### Work instructions
The line containing "of the runway" marks the start; return it and every line after it in the listing below, exactly, through the last.

### Provided entries
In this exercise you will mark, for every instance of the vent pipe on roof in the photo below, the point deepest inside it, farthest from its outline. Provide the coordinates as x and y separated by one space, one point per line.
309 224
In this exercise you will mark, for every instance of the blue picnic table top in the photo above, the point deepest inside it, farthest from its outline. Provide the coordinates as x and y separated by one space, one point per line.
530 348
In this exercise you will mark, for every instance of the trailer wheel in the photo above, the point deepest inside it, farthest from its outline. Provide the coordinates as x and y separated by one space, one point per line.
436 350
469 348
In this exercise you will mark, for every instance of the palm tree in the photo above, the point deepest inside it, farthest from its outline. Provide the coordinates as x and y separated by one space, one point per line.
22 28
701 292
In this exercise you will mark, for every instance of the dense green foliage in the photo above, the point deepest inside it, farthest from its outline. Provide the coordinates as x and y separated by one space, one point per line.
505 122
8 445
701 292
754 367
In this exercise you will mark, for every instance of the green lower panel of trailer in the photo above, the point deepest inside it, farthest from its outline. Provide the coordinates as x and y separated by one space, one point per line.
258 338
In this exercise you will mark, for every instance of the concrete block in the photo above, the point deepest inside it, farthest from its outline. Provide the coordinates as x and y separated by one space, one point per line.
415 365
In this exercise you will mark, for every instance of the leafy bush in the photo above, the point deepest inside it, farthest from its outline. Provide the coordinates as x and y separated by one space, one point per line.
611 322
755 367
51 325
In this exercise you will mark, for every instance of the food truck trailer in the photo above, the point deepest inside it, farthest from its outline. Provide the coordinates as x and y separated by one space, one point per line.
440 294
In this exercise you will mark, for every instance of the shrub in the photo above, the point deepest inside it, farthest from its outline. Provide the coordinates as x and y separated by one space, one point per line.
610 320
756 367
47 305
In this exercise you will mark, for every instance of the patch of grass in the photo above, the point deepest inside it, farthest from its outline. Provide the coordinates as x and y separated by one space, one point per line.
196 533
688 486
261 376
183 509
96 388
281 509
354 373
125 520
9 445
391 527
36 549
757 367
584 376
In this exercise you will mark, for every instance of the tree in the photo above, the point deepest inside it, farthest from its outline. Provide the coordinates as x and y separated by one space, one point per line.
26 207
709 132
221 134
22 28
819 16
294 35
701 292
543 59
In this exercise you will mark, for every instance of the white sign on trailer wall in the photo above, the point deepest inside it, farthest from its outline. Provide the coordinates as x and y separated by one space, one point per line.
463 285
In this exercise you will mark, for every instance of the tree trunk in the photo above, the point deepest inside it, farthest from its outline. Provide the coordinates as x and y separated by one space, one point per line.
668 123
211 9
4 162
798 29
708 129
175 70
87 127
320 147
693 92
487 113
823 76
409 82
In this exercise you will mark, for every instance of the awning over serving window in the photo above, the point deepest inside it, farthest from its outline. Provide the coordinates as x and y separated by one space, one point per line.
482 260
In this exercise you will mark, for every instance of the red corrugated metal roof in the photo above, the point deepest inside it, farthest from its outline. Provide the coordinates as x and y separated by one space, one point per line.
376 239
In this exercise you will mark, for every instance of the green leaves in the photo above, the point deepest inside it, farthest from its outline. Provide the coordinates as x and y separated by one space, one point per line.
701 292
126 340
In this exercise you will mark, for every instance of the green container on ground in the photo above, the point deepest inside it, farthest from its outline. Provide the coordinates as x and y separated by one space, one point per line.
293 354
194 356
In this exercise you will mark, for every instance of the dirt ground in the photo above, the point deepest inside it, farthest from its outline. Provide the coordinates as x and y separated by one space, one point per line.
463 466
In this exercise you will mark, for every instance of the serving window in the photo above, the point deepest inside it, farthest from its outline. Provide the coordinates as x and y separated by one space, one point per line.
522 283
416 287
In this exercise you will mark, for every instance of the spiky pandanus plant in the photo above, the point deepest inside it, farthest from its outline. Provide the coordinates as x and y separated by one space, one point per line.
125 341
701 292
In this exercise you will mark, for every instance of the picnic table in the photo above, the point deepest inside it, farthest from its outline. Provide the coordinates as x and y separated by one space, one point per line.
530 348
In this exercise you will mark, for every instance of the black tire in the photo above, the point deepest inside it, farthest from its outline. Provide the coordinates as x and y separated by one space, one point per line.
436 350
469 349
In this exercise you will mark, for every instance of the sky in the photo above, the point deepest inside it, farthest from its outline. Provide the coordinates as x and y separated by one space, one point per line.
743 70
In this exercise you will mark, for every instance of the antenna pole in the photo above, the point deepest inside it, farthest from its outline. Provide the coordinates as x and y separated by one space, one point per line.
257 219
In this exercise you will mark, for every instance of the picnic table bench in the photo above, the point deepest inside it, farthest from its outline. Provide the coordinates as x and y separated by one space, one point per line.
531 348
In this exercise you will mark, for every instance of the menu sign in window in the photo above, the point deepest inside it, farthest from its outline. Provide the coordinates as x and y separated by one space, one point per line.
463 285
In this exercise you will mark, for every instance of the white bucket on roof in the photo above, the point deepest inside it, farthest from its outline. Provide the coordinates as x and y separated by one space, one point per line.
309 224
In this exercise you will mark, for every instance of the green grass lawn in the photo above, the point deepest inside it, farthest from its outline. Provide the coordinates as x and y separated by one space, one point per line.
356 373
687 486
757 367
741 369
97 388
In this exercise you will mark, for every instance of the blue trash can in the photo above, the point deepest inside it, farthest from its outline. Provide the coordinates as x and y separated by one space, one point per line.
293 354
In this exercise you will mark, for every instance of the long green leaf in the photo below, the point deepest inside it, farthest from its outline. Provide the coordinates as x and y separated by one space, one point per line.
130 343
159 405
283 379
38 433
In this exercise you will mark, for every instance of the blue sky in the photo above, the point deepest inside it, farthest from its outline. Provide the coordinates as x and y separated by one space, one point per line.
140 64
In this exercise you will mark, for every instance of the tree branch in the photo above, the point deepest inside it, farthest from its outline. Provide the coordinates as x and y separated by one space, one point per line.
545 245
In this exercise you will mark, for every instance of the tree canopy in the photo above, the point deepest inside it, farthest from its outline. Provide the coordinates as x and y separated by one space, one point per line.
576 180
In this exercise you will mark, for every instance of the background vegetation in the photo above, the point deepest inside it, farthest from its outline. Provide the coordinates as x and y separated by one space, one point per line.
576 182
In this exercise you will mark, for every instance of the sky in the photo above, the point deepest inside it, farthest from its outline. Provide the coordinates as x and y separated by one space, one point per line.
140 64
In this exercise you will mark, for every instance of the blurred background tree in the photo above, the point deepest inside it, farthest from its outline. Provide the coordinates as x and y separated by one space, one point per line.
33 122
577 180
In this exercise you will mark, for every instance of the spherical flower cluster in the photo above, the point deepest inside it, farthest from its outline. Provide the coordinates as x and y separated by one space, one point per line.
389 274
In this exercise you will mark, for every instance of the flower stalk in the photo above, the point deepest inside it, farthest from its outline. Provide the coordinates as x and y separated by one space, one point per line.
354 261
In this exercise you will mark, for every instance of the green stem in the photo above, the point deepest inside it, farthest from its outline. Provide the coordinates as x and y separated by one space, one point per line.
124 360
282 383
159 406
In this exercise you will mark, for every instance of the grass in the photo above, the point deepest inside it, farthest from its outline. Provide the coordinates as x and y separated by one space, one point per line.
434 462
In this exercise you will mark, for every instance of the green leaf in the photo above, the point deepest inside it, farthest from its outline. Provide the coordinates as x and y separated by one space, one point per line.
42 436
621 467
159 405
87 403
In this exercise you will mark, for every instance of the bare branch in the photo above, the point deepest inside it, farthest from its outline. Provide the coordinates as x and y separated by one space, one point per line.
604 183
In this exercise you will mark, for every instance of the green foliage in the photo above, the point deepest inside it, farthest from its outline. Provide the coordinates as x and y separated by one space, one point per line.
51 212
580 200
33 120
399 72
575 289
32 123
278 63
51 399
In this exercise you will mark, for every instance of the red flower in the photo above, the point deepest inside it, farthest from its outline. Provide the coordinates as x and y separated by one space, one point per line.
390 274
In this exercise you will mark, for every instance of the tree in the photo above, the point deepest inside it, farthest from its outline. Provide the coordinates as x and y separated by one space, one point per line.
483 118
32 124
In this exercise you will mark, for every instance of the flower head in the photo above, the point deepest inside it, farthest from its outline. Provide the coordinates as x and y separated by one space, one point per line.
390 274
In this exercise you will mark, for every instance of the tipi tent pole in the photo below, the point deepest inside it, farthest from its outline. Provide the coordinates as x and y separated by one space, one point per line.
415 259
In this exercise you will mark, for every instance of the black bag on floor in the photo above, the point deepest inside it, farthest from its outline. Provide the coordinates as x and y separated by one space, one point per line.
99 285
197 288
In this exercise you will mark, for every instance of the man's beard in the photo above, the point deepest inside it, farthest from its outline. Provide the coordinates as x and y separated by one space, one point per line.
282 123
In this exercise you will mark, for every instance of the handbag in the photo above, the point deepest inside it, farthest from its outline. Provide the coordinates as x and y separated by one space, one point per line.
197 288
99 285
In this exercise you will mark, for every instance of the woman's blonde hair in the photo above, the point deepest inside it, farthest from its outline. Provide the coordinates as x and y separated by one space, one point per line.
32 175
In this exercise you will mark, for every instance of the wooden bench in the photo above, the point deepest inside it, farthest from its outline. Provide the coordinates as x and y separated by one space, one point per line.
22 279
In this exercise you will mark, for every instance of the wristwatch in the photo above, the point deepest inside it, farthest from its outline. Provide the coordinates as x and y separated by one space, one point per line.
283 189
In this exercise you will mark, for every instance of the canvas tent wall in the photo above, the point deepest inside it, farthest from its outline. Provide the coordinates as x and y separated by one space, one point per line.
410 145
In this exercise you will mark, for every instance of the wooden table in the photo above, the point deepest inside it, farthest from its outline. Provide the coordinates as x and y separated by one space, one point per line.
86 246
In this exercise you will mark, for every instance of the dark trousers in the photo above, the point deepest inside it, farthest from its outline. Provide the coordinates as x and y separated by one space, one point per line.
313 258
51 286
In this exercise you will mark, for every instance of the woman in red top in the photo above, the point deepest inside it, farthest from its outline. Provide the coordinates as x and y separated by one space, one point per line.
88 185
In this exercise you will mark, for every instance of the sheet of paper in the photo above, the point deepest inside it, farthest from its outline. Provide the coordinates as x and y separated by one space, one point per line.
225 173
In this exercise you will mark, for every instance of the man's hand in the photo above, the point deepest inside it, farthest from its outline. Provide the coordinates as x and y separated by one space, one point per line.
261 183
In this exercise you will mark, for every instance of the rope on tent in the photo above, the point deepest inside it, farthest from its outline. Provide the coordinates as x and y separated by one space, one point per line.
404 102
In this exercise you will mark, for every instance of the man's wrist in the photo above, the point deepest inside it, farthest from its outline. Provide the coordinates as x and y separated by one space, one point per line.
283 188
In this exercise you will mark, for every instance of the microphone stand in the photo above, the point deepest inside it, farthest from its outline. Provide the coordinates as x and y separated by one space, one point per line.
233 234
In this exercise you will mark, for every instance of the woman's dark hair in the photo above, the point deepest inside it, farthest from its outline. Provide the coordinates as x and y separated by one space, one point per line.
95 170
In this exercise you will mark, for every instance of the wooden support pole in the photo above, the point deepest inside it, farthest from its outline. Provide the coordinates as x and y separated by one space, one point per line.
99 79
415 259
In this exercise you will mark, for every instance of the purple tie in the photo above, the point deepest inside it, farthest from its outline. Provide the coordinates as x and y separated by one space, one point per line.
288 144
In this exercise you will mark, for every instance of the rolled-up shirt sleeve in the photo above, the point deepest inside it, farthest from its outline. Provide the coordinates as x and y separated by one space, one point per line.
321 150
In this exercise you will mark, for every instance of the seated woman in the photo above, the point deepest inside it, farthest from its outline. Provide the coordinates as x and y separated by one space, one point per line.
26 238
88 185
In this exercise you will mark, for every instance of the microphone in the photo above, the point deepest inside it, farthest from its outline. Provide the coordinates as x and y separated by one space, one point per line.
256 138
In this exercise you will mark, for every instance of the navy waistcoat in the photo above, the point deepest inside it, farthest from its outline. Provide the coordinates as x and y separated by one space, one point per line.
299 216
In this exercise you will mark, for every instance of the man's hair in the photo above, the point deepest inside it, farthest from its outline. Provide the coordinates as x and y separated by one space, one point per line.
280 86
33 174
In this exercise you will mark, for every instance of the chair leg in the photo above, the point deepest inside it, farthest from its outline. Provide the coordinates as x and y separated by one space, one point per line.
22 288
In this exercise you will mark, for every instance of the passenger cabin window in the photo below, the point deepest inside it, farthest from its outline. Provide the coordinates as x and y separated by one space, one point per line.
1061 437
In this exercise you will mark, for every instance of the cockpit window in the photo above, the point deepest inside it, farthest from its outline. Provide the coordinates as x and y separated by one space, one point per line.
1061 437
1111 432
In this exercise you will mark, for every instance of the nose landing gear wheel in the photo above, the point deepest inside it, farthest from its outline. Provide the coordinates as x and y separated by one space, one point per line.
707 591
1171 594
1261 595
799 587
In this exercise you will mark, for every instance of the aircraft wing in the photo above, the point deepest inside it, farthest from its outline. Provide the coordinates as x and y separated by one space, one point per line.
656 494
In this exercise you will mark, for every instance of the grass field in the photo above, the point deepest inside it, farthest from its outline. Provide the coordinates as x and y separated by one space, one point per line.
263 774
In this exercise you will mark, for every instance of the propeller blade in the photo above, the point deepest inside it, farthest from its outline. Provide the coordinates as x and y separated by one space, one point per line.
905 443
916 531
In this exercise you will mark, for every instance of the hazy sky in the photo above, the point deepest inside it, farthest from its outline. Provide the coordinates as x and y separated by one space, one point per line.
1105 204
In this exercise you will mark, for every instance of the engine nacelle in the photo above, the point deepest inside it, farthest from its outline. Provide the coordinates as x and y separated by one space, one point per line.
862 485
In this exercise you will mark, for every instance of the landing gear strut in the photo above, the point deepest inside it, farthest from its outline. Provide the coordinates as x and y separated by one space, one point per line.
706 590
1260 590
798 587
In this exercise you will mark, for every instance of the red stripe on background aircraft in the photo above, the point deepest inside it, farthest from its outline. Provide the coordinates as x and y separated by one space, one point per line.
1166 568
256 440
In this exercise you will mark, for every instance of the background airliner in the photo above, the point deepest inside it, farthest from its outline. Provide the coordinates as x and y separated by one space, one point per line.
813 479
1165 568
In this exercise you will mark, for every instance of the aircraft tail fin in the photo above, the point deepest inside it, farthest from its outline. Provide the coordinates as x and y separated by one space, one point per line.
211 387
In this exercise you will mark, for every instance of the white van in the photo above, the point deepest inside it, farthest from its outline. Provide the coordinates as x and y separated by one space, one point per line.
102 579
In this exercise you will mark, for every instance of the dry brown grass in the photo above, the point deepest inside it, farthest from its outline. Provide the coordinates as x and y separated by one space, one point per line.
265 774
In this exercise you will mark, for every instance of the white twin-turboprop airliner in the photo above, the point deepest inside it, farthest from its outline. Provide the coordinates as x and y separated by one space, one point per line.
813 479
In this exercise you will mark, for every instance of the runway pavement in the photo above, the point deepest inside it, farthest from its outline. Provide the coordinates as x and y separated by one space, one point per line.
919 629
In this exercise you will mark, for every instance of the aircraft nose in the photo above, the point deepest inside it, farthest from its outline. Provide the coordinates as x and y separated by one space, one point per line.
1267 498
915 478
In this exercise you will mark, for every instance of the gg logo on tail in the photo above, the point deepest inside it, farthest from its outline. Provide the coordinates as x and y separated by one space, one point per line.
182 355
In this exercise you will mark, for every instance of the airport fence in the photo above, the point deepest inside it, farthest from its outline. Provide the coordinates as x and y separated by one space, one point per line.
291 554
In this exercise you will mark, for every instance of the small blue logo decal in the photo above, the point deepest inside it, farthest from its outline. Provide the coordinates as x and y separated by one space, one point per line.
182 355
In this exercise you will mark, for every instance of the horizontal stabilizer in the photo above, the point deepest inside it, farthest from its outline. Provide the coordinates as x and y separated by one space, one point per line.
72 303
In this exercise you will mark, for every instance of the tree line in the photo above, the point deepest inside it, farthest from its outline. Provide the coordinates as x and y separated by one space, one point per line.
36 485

### Completed task
In this exercise you will mark, for every instance of the runway pavement in the photo above, the point deepest inside it, farthest from its outline. Provide the coordinates as x and y separated by one space, one point per line.
919 629
In this exercise you will mark, for every instance of the aircraft nose in the photo above, the point deepest inside it, farthest from its outline. Provide the coordinates as x and y separated by one space, one point per line.
1267 498
915 478
In this exercise you will mark, for every instance of the gg logo on tail in the photo above, the point deepest inside it, farthest from its outline. Provide the coordinates as x and y separated by one space, one point per line.
182 355
In this exercise you will mark, for every instance of the airport fence in the photo above, the point deepest inside it, farthest from its outline. Provide the coordinates as x and y separated by one space, one point per line.
291 554
In this exercise you will mark, for every instance of the small blue logo decal in the photo above, the point deepest inside it, farthest from its outline. Provide the coordinates as x and y separated by one space, one point per line.
182 355
In this exercise you will mark, for every instance of the horizontal stabilizer in the photo above, the point deepest inside it, farthest from its outline. Provide the coordinates as x and y separated by one space, one point per line.
72 303
In this exercise you will mark, for every instance of the tree line in the photo above, the point deepest inside it, farthest from its outline. Provide the coordinates as x and y separated by one space, one point per line.
36 485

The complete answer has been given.